WHAT IS EXPECTED: In the entries, from the line with "the ceiling light" up to and including the line with "x=259, y=77", switch "blurred background" to "out-of-focus background" and write out only those lines, with nothing else changed.

DATA PROVIDED:

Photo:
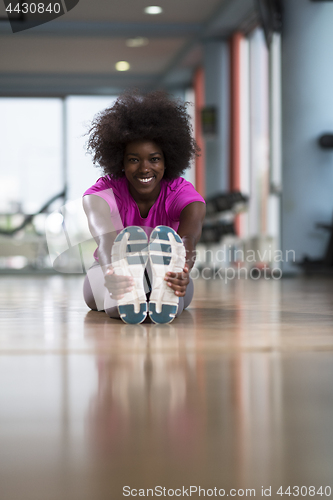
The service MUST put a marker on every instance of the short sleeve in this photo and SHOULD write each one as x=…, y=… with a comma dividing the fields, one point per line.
x=102, y=188
x=180, y=193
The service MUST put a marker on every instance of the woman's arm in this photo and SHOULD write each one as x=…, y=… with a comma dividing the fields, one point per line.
x=103, y=231
x=190, y=227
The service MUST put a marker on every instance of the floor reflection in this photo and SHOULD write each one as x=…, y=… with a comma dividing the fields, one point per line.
x=168, y=412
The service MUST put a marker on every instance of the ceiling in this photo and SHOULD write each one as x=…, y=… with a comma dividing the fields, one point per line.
x=77, y=53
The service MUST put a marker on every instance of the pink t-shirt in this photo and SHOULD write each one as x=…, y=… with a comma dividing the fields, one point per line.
x=174, y=196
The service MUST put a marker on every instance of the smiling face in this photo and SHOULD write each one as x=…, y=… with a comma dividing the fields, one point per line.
x=144, y=169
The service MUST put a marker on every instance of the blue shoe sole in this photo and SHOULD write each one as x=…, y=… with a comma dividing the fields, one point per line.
x=129, y=258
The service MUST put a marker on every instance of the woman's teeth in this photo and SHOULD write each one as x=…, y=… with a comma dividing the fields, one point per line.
x=146, y=180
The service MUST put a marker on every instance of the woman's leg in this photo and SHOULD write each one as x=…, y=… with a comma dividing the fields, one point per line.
x=95, y=293
x=185, y=301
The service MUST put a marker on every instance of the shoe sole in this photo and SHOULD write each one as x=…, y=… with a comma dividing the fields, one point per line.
x=129, y=258
x=167, y=254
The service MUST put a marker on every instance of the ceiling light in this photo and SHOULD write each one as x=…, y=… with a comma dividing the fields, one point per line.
x=139, y=41
x=153, y=9
x=122, y=66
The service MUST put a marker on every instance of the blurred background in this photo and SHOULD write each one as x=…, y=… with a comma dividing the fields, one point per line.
x=259, y=77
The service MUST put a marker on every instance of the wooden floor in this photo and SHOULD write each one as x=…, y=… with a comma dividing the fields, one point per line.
x=236, y=394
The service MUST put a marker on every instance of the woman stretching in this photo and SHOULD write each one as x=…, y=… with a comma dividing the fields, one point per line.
x=145, y=218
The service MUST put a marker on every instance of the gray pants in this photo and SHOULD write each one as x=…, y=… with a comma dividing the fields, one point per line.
x=98, y=298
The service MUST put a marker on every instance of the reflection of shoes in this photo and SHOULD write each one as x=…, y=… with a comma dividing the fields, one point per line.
x=167, y=254
x=129, y=258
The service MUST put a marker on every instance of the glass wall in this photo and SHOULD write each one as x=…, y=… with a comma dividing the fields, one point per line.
x=42, y=151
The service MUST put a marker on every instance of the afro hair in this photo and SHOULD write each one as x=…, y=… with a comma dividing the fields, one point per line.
x=153, y=117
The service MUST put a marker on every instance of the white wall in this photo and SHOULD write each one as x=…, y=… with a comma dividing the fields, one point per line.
x=307, y=95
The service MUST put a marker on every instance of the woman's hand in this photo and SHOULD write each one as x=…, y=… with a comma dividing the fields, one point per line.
x=178, y=281
x=117, y=285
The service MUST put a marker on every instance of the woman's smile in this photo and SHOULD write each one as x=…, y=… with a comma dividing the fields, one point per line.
x=144, y=169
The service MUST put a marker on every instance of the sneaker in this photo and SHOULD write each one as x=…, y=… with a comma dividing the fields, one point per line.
x=129, y=258
x=167, y=254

TASK RESPONSE:
The service MUST put a marker on every instance of the ceiling light in this photo and SHOULD write each one as x=…, y=… with a comma dividing the fields, one point per line.
x=139, y=41
x=153, y=9
x=122, y=66
The service MUST put a marker on every instance of the out-of-focus background in this photo and SHOULD write each one as x=…, y=… with a comma dividing the fields, one point per line.
x=259, y=77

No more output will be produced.